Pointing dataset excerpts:

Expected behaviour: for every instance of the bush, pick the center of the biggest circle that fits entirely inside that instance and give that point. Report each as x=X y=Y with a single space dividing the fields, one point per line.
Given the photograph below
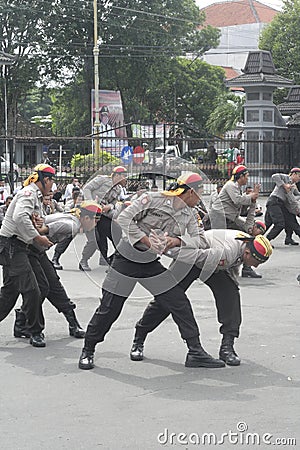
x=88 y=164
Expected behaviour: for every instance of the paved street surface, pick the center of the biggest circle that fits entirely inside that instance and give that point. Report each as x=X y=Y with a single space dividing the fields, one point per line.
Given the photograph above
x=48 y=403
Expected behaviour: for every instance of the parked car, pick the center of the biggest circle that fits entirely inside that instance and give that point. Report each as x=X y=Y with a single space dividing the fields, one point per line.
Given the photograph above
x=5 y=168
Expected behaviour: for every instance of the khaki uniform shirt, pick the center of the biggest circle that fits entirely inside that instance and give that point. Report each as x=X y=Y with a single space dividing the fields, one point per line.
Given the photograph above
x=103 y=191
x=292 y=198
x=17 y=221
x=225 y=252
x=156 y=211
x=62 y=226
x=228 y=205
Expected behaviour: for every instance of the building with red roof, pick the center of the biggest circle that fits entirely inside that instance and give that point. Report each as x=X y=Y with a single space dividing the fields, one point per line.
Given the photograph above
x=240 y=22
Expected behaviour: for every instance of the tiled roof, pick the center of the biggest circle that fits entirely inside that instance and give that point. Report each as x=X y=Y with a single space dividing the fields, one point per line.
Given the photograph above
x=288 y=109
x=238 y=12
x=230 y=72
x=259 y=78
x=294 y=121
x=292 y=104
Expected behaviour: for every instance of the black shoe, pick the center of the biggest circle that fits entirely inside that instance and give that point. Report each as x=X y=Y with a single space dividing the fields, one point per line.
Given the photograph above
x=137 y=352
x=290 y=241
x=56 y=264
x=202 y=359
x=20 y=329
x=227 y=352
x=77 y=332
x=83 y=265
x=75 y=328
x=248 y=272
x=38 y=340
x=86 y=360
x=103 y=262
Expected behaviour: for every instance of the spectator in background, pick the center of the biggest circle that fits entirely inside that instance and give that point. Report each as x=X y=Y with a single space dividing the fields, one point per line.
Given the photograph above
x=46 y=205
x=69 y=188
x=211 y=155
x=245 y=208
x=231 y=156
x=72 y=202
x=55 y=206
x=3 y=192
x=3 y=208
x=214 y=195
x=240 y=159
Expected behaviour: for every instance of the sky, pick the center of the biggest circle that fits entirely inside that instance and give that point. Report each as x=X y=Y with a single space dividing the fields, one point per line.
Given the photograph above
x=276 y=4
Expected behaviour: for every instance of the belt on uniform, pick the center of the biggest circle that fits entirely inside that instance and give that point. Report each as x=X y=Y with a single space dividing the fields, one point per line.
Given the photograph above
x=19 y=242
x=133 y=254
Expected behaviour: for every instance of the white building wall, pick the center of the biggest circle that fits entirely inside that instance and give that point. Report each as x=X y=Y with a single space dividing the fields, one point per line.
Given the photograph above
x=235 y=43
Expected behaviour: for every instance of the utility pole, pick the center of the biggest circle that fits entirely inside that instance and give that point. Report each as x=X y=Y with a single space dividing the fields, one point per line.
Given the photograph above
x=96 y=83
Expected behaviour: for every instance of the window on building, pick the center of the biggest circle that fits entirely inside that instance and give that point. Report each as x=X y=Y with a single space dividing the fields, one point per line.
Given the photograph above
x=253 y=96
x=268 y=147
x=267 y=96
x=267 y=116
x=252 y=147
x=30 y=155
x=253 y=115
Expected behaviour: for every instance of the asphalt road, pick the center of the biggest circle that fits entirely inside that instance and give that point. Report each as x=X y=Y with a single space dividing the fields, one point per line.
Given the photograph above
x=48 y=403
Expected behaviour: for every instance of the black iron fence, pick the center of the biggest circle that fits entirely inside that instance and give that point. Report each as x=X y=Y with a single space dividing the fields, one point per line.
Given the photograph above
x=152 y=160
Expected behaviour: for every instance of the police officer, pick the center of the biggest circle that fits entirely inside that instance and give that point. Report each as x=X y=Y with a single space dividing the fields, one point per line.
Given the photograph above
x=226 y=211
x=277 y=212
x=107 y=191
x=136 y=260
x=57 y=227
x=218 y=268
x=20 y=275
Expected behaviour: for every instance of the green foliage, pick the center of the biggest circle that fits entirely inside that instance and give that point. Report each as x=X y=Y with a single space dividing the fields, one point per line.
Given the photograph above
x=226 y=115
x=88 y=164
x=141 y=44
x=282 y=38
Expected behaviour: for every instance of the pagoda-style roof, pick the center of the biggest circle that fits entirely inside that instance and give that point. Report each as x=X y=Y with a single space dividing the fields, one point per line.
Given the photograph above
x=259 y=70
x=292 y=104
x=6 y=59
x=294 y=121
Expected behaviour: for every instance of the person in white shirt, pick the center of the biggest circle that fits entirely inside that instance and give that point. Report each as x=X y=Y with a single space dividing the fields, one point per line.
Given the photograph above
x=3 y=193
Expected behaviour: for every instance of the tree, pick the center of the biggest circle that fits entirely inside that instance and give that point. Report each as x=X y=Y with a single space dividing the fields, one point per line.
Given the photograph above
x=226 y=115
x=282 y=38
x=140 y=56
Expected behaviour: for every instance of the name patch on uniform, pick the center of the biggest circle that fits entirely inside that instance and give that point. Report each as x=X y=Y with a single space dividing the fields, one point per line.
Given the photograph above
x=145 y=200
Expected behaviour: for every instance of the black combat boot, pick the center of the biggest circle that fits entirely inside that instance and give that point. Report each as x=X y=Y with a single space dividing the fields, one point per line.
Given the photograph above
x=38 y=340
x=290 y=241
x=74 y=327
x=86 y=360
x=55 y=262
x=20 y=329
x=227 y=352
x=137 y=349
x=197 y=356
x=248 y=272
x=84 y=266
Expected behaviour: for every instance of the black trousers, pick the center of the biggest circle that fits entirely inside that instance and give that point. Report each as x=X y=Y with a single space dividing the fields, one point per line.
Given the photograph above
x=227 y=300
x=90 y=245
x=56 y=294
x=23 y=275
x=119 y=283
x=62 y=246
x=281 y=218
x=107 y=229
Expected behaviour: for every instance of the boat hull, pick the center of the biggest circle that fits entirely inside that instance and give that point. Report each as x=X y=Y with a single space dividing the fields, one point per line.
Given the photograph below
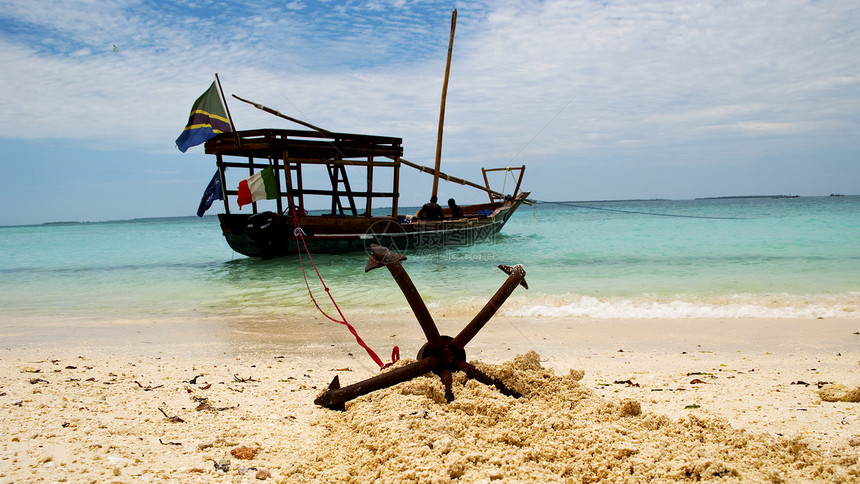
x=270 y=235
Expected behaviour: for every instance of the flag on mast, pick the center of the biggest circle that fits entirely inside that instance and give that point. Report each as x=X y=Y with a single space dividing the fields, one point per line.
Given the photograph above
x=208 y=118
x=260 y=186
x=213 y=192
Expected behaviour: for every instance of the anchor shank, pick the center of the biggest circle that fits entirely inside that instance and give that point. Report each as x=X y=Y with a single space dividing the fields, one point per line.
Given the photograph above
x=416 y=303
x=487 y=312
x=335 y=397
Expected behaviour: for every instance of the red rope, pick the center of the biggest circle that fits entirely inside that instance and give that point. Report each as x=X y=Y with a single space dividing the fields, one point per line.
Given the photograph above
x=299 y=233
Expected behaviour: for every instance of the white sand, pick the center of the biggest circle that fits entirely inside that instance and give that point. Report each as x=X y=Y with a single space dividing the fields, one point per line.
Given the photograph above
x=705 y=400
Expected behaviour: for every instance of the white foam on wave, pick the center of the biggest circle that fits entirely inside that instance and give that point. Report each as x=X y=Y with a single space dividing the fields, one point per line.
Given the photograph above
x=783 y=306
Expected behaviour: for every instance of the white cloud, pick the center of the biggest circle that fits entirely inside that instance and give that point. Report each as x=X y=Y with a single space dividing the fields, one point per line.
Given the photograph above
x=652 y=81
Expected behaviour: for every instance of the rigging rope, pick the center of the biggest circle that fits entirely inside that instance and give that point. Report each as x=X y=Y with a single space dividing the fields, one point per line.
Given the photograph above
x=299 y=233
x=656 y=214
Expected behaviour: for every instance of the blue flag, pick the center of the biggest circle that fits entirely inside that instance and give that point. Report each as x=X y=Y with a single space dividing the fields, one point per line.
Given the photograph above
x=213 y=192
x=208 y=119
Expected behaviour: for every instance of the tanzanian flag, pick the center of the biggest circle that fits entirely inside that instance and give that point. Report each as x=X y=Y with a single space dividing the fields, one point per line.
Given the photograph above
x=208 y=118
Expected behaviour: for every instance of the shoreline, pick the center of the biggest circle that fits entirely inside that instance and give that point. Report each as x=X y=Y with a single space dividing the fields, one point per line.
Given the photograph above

Job:
Transcribe, word for word, every line from the one containing "Expected behaviour: for every instance of the tanzanian" through the final line of the entries, and nothing else.

Task solution:
Expected behaviour: for every instance of the tanzanian flag, pick the center of the biggest circle that fits entirely inside that instance and give that point. Report each as x=X y=Y with a single space dividing the fields, one point per line.
Given the photograph above
x=208 y=118
Expected behaviour: for every instance of the shoreline, pick the center of the biggest circle that fits entirely inside that instance and give that point. Report each as x=X y=Y with a single space dividing the fields, one point per line.
Given the photograph above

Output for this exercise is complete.